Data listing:

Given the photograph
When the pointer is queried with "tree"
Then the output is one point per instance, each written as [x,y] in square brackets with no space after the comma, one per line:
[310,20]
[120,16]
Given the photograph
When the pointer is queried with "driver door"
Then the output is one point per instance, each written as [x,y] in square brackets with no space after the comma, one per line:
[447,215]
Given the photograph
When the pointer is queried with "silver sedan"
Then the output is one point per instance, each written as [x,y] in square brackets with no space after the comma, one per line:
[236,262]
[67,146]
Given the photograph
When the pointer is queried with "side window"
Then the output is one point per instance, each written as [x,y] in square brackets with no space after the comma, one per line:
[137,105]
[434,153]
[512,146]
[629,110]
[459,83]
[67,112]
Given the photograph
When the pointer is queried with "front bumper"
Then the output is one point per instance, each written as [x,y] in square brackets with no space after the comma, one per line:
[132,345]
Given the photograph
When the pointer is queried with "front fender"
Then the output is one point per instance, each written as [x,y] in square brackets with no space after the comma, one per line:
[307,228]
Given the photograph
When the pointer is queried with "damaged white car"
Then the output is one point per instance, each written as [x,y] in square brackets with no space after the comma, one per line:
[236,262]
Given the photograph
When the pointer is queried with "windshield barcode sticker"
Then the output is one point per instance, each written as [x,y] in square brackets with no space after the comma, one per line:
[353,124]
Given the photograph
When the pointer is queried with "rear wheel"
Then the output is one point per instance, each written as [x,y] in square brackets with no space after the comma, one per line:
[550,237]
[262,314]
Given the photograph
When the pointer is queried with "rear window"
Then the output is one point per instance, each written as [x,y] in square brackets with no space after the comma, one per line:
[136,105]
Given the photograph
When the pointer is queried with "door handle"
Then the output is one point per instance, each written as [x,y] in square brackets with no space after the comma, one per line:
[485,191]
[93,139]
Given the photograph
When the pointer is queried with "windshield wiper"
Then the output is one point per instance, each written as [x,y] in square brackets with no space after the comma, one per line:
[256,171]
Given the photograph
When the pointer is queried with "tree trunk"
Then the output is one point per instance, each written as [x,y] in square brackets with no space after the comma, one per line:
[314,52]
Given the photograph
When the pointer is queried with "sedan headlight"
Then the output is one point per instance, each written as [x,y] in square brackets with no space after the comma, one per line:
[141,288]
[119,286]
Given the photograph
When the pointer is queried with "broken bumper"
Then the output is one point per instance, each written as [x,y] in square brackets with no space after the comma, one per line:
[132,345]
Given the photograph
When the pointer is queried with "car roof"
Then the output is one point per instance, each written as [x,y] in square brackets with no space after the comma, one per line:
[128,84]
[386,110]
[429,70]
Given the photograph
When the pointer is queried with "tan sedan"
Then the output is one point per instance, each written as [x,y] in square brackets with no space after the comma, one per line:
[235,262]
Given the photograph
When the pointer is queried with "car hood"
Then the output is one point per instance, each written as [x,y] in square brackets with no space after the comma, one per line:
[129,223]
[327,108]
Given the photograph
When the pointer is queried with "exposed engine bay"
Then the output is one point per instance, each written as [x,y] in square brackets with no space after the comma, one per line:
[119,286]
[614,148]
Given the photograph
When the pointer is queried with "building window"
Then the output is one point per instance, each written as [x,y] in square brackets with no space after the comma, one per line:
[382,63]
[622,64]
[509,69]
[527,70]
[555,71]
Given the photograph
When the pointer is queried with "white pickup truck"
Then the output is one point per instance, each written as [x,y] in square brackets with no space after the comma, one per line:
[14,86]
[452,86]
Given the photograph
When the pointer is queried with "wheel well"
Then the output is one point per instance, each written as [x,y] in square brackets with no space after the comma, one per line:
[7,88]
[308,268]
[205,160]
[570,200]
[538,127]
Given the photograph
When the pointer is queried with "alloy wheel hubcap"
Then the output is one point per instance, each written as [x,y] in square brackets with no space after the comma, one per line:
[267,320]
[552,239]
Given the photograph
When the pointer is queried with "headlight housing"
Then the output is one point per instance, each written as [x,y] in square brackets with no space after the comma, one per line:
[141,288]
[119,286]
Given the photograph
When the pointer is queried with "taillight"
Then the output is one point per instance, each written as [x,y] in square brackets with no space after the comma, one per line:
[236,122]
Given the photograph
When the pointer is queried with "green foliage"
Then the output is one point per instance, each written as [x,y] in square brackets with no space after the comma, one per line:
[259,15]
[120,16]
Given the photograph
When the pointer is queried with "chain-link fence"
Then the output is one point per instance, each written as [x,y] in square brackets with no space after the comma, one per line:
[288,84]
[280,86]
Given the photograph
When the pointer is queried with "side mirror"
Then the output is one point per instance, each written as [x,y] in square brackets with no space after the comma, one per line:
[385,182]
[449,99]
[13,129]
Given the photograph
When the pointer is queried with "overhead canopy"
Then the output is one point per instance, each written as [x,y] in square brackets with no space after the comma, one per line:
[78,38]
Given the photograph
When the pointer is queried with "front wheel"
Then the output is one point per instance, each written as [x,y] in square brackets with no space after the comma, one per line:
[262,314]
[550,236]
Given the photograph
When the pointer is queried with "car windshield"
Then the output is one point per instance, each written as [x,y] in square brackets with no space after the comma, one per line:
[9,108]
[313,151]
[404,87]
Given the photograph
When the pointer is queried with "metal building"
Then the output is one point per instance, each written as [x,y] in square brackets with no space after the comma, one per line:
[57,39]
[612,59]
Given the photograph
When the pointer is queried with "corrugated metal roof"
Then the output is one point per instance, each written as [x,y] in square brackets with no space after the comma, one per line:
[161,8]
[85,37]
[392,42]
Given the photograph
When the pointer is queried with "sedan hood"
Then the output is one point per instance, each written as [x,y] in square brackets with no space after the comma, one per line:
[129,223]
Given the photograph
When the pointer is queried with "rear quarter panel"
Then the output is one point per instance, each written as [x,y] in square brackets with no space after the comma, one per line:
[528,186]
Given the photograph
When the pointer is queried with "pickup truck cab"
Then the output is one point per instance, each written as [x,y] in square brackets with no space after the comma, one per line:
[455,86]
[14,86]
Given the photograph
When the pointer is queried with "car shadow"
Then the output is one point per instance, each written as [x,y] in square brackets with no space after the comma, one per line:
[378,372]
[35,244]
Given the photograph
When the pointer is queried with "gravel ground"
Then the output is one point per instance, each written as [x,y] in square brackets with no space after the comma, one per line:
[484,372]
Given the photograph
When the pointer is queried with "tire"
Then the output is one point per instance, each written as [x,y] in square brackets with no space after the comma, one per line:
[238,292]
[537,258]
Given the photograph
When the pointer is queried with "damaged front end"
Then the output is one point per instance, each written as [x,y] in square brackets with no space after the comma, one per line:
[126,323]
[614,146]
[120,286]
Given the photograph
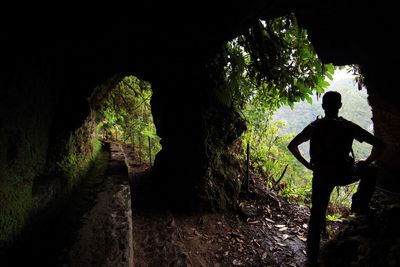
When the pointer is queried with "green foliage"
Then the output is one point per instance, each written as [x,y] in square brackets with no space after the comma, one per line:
[76,161]
[126,116]
[16,201]
[271,65]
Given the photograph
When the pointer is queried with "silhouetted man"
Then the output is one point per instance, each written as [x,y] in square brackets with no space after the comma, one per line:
[331,140]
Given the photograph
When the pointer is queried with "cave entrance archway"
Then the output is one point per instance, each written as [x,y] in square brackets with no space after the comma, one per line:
[125,116]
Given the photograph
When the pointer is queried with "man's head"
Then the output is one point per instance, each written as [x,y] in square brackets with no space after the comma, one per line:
[331,101]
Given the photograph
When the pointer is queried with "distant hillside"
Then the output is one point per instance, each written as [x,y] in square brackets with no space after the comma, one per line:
[355,108]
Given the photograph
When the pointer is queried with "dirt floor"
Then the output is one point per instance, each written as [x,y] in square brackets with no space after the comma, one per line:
[266,230]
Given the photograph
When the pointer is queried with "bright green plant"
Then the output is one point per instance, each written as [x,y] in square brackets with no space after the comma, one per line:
[125,116]
[271,65]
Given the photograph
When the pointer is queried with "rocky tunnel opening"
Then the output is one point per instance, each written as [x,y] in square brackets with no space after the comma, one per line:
[47,77]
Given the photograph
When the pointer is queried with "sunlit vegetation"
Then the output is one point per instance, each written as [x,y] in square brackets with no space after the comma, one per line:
[126,116]
[270,66]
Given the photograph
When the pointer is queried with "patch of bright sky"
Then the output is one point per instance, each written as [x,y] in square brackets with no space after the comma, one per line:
[341,74]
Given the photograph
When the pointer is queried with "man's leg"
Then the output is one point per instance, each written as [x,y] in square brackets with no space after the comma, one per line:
[319,202]
[360,200]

What you should do —
Pick out every line in the data listing above that contains the string "hood", and copy each one in full.

Answer to this problem —
When the pointer is queried with "car hood"
When the pointer is queried with "sedan hood"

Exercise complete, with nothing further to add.